> **Extract provided**
Talk to the hand cuz yo breath aint fresh?

The other day I was in the pueblo teaching at the “Centro Abierto”. I mentioned it earlier as a home where a nun runs a morning school for what she calls “street kids”. Most of them have horrific family lives and are very poor so La Hermana Araceli runs a center where they come eat breakfast, go to classes, and finish with lunch. All classes are taught by volunteers in the community and the meals given for free to the kids.

I have been teaching there one day a week since I arrived in site. I take my guitar and sing songs and teach them about geography. Were currently writing a ditty about the 5, not 7, continents they teach here. I’m also starting yet another world map with them next week.

About a month ago a new girl started at the Centro Abierto, a cute 5 year old named Silvia. Silvia is tiny, like most five year olds but carries herself like a Fortune 500 executive. She arrived that first day and immediately took a liking to me. We spent that whole day together. I was holding her tiny hand, spinning her like a ballerina, and throwing her up in the air. Like the beginning of most great relationships, it was right out of a movie. As the day came to a close she pulled my ear to hear mouth to tell me a secret. “My parents split up and my dad already got married to another woman. Therefore, I don’t have a dad anymore but at least I have a mom.”

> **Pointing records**
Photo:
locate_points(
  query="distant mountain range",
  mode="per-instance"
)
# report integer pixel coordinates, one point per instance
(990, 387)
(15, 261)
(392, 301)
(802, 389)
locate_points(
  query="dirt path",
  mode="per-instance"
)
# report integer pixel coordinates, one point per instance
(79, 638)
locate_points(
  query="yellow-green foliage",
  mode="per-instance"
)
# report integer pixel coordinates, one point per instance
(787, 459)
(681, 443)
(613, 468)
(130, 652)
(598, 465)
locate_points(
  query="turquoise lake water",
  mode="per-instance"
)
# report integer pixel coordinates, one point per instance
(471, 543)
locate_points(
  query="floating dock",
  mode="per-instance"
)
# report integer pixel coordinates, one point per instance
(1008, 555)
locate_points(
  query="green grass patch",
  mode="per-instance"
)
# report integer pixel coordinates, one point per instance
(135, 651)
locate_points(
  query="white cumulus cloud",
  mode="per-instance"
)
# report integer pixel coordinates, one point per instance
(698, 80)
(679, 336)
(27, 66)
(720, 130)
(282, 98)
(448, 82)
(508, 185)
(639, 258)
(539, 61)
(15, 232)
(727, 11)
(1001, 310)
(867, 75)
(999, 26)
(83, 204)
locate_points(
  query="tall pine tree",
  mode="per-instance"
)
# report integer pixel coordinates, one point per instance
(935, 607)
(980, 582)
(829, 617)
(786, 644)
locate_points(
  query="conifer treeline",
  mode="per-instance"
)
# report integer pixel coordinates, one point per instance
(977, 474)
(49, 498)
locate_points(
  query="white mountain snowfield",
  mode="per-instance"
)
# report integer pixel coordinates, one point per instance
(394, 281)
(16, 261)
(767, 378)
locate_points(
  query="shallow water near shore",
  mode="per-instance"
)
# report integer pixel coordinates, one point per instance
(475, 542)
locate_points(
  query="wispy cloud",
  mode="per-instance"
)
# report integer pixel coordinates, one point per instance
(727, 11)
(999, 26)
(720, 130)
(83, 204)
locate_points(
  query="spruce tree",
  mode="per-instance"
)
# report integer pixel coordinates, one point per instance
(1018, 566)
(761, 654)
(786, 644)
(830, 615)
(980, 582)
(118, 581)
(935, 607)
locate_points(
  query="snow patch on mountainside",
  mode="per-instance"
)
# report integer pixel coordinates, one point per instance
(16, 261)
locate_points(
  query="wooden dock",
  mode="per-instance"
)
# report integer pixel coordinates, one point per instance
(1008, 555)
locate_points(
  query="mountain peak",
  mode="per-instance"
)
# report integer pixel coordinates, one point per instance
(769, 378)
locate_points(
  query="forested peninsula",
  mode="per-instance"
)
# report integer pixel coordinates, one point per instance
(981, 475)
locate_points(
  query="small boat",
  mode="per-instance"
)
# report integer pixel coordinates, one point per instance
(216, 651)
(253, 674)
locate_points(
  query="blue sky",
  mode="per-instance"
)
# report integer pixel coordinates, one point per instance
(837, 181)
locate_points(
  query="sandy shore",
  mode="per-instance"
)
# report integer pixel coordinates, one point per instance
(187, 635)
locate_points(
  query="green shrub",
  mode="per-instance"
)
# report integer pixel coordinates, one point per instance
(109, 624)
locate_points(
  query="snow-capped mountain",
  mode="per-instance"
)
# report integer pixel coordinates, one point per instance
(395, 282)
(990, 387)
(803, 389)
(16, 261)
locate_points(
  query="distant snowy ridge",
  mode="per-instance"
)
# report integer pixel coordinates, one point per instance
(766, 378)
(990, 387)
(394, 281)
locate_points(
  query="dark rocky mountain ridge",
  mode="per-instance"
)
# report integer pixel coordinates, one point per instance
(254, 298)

> **Work to do**
Continue the blog post about volunteering at the Centro Abierto, picking up right after its final sentence.

> **Output for this exercise**
Every morning after breakfast and giving thanks to god for the food that they’ve just eaten, Silvia does a b-line for me and I give her a big hug. Ever since confiding in me she’s stayed glued to my side. Sometimes I feel bad about not sharing me attention enough but I just can’t get enough of this precious little girl. .

So while were outside at recess I snuck over to see what three girls, about age 8, were doing so privately in corner with notebooks in hand. Silvia latched onto me, like always, and we approached the girls. As luck would have it they were practicing their reading skills and asked for my help. As I joined them on a log next to a hop-scotch whose lines had been drawn into the dirt I was instantly transformed into Adam Sandler in Big Daddy when he’s at the playground telling little kids about “YooHoo with a little rum”. I thought to myself “Just chillin with some 5 and 8 year olds at recess—all I’m missing now is a cold chocolate milk. As we sounded out words together, which is ten times easier to teach in Spanish than in English, I had an absolutely heart melting moment.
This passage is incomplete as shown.